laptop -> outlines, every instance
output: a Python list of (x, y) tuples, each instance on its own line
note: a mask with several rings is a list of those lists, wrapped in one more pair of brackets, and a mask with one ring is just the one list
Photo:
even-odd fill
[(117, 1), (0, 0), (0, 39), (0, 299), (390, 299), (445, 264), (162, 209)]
____
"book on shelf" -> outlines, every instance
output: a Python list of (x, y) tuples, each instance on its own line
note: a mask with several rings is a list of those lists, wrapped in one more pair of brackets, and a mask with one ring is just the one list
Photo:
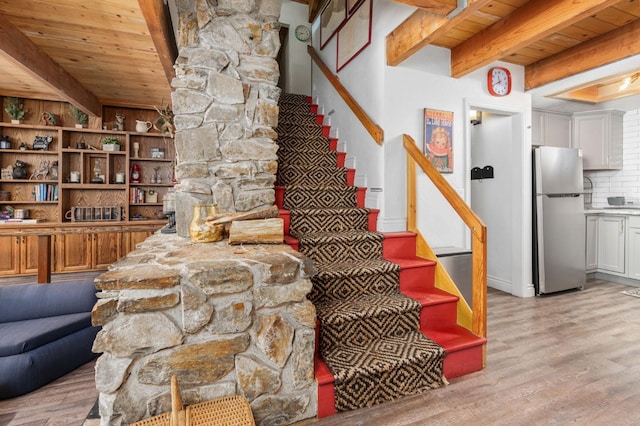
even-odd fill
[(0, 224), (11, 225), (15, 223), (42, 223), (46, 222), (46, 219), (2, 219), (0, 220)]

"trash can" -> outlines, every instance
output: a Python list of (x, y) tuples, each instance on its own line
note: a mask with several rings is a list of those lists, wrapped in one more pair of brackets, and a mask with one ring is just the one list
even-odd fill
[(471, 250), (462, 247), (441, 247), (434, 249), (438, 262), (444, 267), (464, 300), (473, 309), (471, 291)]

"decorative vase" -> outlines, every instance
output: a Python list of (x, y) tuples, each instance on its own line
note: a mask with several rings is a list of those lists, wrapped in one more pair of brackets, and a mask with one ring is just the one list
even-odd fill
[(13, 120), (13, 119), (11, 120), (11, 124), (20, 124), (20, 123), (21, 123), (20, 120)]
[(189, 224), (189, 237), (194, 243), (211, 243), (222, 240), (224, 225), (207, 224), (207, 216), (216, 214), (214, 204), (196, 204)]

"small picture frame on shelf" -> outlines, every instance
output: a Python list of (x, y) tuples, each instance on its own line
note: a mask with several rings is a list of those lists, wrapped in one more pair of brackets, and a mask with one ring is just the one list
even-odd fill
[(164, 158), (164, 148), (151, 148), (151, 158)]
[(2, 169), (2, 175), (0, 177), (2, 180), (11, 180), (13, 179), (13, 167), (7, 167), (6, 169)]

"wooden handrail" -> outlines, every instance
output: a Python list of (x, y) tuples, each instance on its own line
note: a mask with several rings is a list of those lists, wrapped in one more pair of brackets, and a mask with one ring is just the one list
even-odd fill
____
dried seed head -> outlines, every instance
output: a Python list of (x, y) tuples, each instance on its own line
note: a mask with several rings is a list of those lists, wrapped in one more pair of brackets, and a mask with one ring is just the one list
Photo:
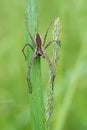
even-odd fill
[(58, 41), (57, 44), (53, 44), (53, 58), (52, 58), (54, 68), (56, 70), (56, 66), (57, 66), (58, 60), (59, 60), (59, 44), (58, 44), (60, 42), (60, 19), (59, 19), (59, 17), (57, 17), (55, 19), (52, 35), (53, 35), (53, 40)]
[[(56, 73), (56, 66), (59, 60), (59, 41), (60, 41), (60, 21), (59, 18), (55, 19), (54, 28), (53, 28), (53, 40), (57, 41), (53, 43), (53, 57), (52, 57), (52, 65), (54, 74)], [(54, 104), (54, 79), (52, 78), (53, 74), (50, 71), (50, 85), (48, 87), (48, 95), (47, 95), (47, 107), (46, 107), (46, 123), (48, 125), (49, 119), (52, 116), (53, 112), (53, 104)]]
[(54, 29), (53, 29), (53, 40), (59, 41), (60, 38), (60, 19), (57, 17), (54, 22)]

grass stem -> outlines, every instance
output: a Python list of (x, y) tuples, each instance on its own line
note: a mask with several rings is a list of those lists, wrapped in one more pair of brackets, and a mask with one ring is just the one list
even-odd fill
____
## Aim of the task
Show the lines of the records above that mention "outlines".

## Answer below
laptop -> outlines, every instance
"book on shelf" -> outlines, every instance
"trash can" -> outlines, every instance
"decorative vase" -> outlines, every instance
"small picture frame on shelf" -> outlines, every instance
"wooden handrail" -> outlines, every instance
dried seed head -> outlines, every instance
grass stem -> outlines, every instance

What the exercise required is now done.